When the COVID-19 pandemic hit, the students of the Design & Innovation Program asked, “what can we do to help?” we were hopeful they could contribute, but at that time we didn’t realize then that their skills would be so useful to monitoring the safety of our own campus.


In the Spring of 2020, many students made door openers, bag carriers, face shields, plexiglass barriers and other touch-related items - great projects for what we knew about the virus at the time. Strategically, though, we chose not to turn the Lab into a makeshift manufacturing plant - that is not what we or our machines do best, and there was too much still unknown.


As many expected, our knowledge of the way COVID-19 spreads changed rapidly. Dr. Krahn gathered information from the LJCDS COVID Advisory Taskforce, and instead of focusing only on the items we touch, we learned that the students needed to focus on the air we are breathing. There are many articles about the historical reasons why the public focused on fomites (touchable objects carrying the virus), rather than aerosols (small, airborne particles that may not drop onto surfaces), but we now know that aerosols are a key component in widespread infection.

Source records

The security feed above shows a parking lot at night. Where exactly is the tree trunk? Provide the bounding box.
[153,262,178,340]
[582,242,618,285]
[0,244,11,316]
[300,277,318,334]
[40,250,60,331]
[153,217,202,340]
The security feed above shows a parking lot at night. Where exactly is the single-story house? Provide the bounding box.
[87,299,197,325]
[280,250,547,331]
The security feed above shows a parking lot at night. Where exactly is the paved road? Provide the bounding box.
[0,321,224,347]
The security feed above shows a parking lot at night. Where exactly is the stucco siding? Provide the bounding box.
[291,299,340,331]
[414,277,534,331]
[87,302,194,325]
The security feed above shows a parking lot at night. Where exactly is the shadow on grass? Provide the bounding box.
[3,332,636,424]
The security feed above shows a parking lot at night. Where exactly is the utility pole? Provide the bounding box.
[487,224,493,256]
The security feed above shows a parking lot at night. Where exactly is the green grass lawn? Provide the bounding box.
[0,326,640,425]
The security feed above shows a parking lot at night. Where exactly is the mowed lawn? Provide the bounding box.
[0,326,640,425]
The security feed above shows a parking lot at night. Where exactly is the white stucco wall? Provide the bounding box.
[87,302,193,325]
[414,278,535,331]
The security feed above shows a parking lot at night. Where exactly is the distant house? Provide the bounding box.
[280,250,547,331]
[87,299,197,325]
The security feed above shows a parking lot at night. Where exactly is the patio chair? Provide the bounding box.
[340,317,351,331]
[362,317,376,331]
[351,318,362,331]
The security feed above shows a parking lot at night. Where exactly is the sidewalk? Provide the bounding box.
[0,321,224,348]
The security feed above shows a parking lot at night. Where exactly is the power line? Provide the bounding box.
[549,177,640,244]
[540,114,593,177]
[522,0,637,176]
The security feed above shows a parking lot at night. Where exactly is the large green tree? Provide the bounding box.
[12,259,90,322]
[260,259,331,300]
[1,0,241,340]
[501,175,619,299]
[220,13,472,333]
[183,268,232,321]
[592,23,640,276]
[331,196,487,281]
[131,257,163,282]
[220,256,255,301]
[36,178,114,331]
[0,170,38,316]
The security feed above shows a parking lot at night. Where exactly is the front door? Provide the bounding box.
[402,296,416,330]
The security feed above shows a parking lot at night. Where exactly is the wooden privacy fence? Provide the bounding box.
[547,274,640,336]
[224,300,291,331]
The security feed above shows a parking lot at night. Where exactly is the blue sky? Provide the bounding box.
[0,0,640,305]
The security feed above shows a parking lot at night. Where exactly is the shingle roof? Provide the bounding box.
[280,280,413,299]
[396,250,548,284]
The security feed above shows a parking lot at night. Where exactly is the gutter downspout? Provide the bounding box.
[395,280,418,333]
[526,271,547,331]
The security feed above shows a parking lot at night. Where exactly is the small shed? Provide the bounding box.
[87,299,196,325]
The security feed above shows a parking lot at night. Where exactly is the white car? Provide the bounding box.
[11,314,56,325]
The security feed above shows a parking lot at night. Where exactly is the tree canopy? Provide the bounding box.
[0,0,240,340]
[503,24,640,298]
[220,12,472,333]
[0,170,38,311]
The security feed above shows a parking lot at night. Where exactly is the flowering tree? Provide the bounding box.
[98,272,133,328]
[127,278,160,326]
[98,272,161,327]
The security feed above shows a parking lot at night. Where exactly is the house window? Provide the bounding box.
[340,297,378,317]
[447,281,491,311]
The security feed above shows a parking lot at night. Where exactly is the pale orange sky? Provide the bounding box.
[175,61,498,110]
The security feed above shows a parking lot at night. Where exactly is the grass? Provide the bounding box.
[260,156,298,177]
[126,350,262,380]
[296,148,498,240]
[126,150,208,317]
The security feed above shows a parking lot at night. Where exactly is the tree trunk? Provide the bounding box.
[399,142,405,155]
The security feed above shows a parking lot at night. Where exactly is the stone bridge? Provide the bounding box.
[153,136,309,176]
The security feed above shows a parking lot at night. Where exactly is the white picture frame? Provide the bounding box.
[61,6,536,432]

--- QUESTIONS TO ANSWER ---
1: In the passage on the Design & Innovation Program, who gathered information from the LJCDS COVID Advisory Taskforce?
2: Decide whether each statement agrees with the passage on the Design & Innovation Program, answering yes or no and quoting the words that settle it: (a) In the Spring of 2020, students made face shields and plexiglass barriers. (b) The Lab was turned into a makeshift manufacturing plant. (c) Aerosols are a key component in widespread infection.
3: Carry on the passage on the Design & Innovation Program from its final sentence.
The source records are separate material and do not belong to the passage on the Design & Innovation Program.

--- EXERCISE ANSWERS ---
1: Dr. Krahn gathered it.

2:
(a) Yes: "many students made door openers, bag carriers, face shields, plexiglass barriers and other touch-related items"
(b) No: "we chose not to turn the Lab into a makeshift manufacturing plant"
(c) Yes: "we now know that aerosols are a key component in widespread infection"

3:
In particular, Dr. Krahn had meetings with Dr. Kim Prather, a UCSD Professor and a leading expert regarding aerosols in the world, and turned our attention to a simple way to measure the clean air in our classrooms - CO2 (carbon dioxide) levels. Traditional schools can have some of the most densely packed rooms in the country - more than a typical office building, certainly. In most rooms, the amount of CO2 present is a good indicator of how much previously-exhaled air is in the space. Higher CO2 means more “recycled” air, which can mean high potential levels of COVID aerosols - so this is a vital measure for the safety of our school.


Through our own research, we discovered that CO2 sensors are easily accessible and programmable through basic electronic engineering knowledge. Conveniently, gathering data from sensors is the usual electronics sensor unit in the ‘Innovation Technology Studio’ class, and therefore is a skill many Design & Innovation students have.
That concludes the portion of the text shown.